→ **Entries from an annotation dataset**
+ + + +

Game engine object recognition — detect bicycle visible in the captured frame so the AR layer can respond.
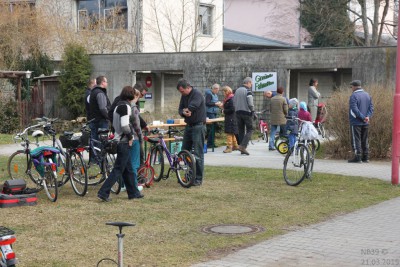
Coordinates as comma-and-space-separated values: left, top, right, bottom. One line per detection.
7, 123, 60, 202
96, 222, 135, 267
256, 111, 269, 144
150, 129, 196, 188
137, 136, 160, 187
40, 117, 88, 196
81, 120, 121, 194
314, 103, 328, 138
283, 118, 315, 186
0, 226, 18, 267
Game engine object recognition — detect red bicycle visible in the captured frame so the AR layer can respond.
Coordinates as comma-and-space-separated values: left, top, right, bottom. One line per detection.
137, 136, 160, 187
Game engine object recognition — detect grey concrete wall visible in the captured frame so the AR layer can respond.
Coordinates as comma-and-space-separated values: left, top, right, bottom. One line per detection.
91, 47, 396, 116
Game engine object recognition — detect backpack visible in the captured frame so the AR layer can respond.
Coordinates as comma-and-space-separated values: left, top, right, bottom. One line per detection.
108, 96, 120, 126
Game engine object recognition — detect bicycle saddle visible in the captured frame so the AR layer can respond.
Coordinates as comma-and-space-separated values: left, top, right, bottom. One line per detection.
106, 222, 135, 227
106, 222, 135, 234
97, 128, 110, 134
143, 136, 160, 144
32, 130, 44, 137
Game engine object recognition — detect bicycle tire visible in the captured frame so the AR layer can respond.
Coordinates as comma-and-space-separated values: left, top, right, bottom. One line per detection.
306, 140, 317, 180
283, 144, 310, 186
81, 148, 105, 186
7, 150, 40, 185
54, 139, 70, 186
103, 153, 122, 195
150, 145, 164, 182
42, 157, 58, 202
57, 153, 70, 187
274, 136, 289, 149
137, 165, 154, 187
175, 150, 196, 188
276, 142, 289, 155
263, 130, 269, 144
318, 123, 326, 138
68, 151, 88, 197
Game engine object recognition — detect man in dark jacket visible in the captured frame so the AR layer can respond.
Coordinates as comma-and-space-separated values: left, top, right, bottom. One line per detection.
89, 76, 111, 140
176, 79, 206, 186
348, 80, 374, 163
85, 78, 96, 119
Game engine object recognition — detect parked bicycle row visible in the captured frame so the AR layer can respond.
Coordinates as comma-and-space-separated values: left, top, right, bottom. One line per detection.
7, 117, 195, 202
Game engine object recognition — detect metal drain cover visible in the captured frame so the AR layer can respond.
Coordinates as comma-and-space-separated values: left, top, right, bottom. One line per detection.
201, 224, 265, 235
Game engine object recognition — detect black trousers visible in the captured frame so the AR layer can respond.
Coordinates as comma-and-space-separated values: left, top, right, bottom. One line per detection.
350, 125, 369, 157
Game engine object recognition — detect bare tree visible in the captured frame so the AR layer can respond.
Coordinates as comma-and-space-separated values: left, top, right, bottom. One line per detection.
348, 0, 397, 46
143, 0, 222, 52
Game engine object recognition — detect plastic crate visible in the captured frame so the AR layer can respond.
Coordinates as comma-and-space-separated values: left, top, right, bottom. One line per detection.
60, 132, 90, 148
170, 142, 182, 154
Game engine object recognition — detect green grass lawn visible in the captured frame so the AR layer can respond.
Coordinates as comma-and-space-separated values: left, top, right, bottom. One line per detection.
0, 157, 400, 266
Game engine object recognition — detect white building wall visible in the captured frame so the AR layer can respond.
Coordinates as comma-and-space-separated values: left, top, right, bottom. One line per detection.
143, 0, 223, 52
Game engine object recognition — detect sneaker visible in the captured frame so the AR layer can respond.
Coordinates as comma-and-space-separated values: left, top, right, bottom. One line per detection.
347, 156, 362, 163
97, 195, 111, 202
223, 146, 232, 153
129, 194, 144, 199
239, 146, 250, 155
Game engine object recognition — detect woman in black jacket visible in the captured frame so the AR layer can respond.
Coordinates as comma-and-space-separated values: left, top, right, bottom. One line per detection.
220, 86, 238, 153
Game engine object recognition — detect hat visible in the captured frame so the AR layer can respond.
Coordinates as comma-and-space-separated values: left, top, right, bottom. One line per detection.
350, 80, 361, 86
300, 101, 307, 111
289, 98, 299, 107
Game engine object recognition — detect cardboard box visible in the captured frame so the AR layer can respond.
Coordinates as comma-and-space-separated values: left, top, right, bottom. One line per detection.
174, 119, 185, 124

+ + + +

Could you reproduce all of the data above with every "captured frame" changed to "video frame" and nothing else altered, leaving out the pictures?

→ **Response to the exercise**
Game engine object recognition — detect bicycle visible in the video frame so the AR layer can respond.
Coordinates as comma-and-space-separated values: left, top, right, bottom. One line per detection.
7, 123, 60, 202
96, 222, 135, 267
256, 111, 269, 144
150, 129, 196, 188
137, 136, 160, 187
40, 117, 88, 196
81, 120, 121, 194
314, 103, 328, 138
283, 118, 315, 186
0, 226, 18, 267
Game engine object recognition — detect red bicycle visible in the video frame so the AR layer can respond.
Coordinates as comma-and-space-separated values: left, top, right, bottom. One line per detection.
137, 136, 160, 187
Game engine object recognition — detect grey concrete wall visible in the video frame so the AR layer can respond.
Coordinates as comma-and-space-separated values: left, top, right, bottom. One line per detection.
91, 47, 396, 116
Game engine object recognition — detect backpack visible in the video frame so the AR layer can respond.
Coordinates as comma-and-space-separated values: left, top, right, bottom. One line per detection.
108, 96, 120, 126
Game engine object recognition — detect bicycle saddle visible in the video frame so the AR layer can respond.
Coordinates as comma-and-space-separated values: left, top, right, bottom. One line per detection.
106, 222, 135, 227
106, 222, 135, 234
97, 128, 110, 134
143, 136, 160, 144
32, 130, 44, 137
Game engine object recognition — detect bicycle tire visible in the video frame so the AR layer can respond.
Coordinates as comma-and-space-separated values: left, top, right, bottom. One line per detection.
306, 140, 317, 180
283, 144, 310, 186
81, 148, 105, 186
7, 150, 40, 185
54, 139, 70, 186
103, 153, 122, 195
150, 145, 164, 182
42, 157, 58, 202
57, 153, 70, 187
274, 136, 289, 149
137, 165, 154, 187
175, 150, 196, 188
276, 142, 289, 155
263, 130, 269, 144
318, 123, 326, 138
68, 151, 88, 197
Game engine object recognition — detect man in dark jacket visible in the video frame so the AR layer can respond.
Coordinates as comma-and-space-separated values: left, top, right, bottom. One line per detection.
89, 76, 111, 140
176, 79, 206, 186
348, 80, 374, 163
85, 78, 96, 119
Game engine object recognition — detect parked bicycle row visible in the video frame so the AR layer can respond.
Coordinates as comma-and-space-separated values: left, top, right, bottom. One line per detection.
7, 117, 195, 202
Game engine object recognition — detect metal drain cover visible in the video frame so the AR layer can respond.
Coordinates as comma-and-space-separated values: left, top, right, bottom. One line per detection.
201, 224, 265, 235
Game engine object recognition — detect black trousers visible in the video frame so the AR layer can respond.
Coordinates as comma-and-space-separated values: left, top, right, bottom. One line per detection.
350, 125, 369, 157
Game engine object recognition — detect bare tree visible in the video frame so the AR layer can respond.
Coordinates as comma-and-space-separated values: left, top, right, bottom. One line per detection.
348, 0, 397, 46
143, 0, 222, 52
Game engine object recognition — detect plastic crate visible in the video frame so the AR layer can respond.
Coordinates as comma-and-space-separated values: left, top, right, bottom. One line per detection.
60, 132, 90, 148
170, 142, 182, 154
Game engine object recognition — detect green grass lawn visible in the video frame so the AR layer can respond.
Coordinates as comma-and-space-separated values: left, top, right, bottom. One line per detection.
0, 157, 400, 266
Game engine object recognition — detect white building wall visible in the video frame so the AR layer can respond.
Coordinates as comma-and-space-separated values: left, top, right, bottom. One line per detection.
143, 0, 223, 52
Game engine object recognition — detect sneaker visible in the video frame so the AR layer can respond.
Coordinates as comma-and-space-separated values: left, top, right, bottom. One line per detection.
347, 156, 362, 163
97, 195, 111, 202
223, 146, 232, 153
129, 194, 144, 199
239, 146, 250, 155
Game engine object recognition — detect woman in black jacket visible in the video frame so the AR layer can respond.
Coordinates as comma-and-space-separated values: left, top, right, bottom. One line per detection.
220, 86, 238, 153
Game engine object recognition — detect hat visible in the video frame so the AR layer can respond.
Coordinates as comma-and-space-separated values: left, top, right, bottom. One line per detection.
350, 80, 361, 86
300, 101, 307, 111
289, 98, 299, 107
Game engine object recognition — detect cardboard box visible in the video frame so the AR layer can respond.
Coordinates as comma-and-space-separated values: left, top, right, bottom. One line per detection.
174, 119, 185, 124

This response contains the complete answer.